→ **Trecho selecionado**

________________________

- Valor Econômico
Momento é de exibicionismo e falsidade
É absolutamente normal a pré-candidata Marina Silva (Rede) encontrar-se com o PSDB mesmo que jamais pense fazer uma aliança com os tucanos. Mais ordinário ainda o pré-candidato Ciro Gomes expressar o desejo de ter o PSB e marcar encontro com o DEM, a quem já insultou, inclusive esta semana mesmo, ao dizer que pretende criar um núcleo de esquerda na sua candidatura para depois abrir o caminho a outros, a serem recebidos fora da sala vip. Do périplo pela Força Sindical, então, nem se fala.
O pré-candidato do Solidariedade (SD) é Aldo Rebelo, que há meses vem fazendo o circuito sindical e realizando conversas e palestras Brasil afora, possivelmente o candidato que mais viajou o país, apenas conversando. Rodrigo Maia (DEM) já passou pela Força, Ciro (PDT) foi ontem, certamente Marina e Alckmin (PSDB) também irão, a disputa pelo mundo sindical está aberta.
Algum problema para os pré-candidatos que procuram cada interlocutor desses encontros? Nenhum. Neste momento é exatamente a hora certa de todo mundo conversar com todo mundo. Incluindo Josué Gomes (PR), que ensaia a sua candidatura pelo centro, sem medo de atropelar alguém na via já congestionada.

________________________

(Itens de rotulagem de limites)
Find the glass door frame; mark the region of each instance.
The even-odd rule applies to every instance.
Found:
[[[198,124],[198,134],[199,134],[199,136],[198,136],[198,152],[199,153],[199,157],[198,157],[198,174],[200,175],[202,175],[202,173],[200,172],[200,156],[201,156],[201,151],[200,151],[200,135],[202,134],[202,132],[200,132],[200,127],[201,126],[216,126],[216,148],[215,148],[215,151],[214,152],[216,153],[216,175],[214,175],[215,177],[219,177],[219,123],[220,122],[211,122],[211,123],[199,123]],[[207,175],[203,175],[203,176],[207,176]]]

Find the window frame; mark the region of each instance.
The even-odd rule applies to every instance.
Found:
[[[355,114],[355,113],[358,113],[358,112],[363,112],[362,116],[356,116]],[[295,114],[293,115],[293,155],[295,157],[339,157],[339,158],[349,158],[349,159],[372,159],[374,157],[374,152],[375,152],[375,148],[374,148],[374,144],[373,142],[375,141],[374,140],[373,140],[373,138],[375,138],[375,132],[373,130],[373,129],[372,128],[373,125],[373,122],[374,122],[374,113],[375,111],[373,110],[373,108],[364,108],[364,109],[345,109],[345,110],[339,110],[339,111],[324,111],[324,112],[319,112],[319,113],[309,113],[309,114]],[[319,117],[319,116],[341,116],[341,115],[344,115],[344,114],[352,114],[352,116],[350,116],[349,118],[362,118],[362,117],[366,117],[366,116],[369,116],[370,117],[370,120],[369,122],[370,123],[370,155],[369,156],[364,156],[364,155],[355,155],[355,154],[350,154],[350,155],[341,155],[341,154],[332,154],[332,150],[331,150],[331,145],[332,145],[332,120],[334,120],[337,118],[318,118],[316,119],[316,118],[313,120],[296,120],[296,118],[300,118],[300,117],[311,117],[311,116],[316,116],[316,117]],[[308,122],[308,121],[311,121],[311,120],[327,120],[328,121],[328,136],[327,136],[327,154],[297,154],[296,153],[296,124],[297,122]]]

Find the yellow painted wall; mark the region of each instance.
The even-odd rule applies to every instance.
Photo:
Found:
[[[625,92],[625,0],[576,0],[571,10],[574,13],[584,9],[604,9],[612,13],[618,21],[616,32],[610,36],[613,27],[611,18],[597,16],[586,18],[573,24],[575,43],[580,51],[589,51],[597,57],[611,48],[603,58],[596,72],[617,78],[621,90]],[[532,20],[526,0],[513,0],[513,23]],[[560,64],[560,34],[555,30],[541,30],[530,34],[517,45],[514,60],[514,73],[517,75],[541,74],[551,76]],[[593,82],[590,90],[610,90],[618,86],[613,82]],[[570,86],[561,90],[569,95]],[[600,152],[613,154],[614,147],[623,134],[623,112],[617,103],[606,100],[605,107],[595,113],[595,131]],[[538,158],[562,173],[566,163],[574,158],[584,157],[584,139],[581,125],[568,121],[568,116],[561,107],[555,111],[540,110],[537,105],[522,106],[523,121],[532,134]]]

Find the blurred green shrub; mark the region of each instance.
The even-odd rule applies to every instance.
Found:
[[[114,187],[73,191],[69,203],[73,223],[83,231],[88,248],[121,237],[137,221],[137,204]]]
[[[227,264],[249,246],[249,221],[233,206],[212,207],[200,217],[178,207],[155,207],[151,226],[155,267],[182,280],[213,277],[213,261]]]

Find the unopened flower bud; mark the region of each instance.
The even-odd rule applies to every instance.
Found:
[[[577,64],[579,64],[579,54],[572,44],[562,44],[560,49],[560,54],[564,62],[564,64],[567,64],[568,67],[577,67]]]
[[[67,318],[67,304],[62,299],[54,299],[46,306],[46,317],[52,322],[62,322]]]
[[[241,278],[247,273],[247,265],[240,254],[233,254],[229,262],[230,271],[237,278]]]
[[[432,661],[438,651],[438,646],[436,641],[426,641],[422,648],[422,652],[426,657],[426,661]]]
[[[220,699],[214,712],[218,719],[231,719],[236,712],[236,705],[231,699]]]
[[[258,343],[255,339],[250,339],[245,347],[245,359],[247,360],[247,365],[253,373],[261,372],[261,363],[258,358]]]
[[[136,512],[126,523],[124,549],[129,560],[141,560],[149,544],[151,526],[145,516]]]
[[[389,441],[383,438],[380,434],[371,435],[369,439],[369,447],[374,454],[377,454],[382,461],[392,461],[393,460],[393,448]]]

________________________

→ **Pedido recebido 1**
Quais linhas da listagem contêm a palavra "each"? Liste todas elas, copiando cada linha por inteiro e sem alterações.
→ **Pedido recebido 2**
Dê continuidade à coluna sobre as conversas entre os pré-candidatos, começando logo após a última frase apresentada.

→ **Resultado 1**
Find the glass door frame; mark the region of each instance.
Find the window frame; mark the region of each instance.
Find the yellow painted wall; mark the region of each instance.
Find the blurred green shrub; mark the region of each instance.
Find the unopened flower bud; mark the region of each instance.

→ **Resultado 2**
Nem para o PT, seu extremo, que vem conversando também com muitos, à procura de apoio ao seu candidato a ser indicado na parte legal da campanha, a partir de agosto.
Conversar não tira pedaço, diziam os antigos. E o Tribunal Superior Eleitoral (TSE) não tem se incomodado com os excessos da campanha acintosa, extrarregulação, dos ainda não candidatos.
Todos os postulantes se movimentam, um deles está preso mas redige cartas que podem dar aos seus representantes condições para manter o vigor eleitoral. O eleitor parece não ter em quem votar e demonstra também desinteresse por escolher agora. Portanto, mostrar-se é fundamental.
Os nichos à esquerda e à direita estão consolidados, mas a eleição ainda é abstrata para a maioria da população irritada com tudo e todos.
Nesse clima, o Brasil pode exercitar uma de suas principais características eleitorais: a falta de convergência em torno de programas, ideologias ou qualquer um outro sistema de agregação mais adequado que existe, por exemplo, numa campanha eleitoral da França.
Aqui, não. Um encontro, uma reunião, não significam nada. Ontem mesmo, em reunião com integrantes do Coletivo Nacional dos Eletricitários (CNE), o presidente da Câmara, Rodrigo Maia se exibiu para um sindicato; Ciro Gomes se exibiu para outro, a Força Sindical, que com o SD tem candidato próprio.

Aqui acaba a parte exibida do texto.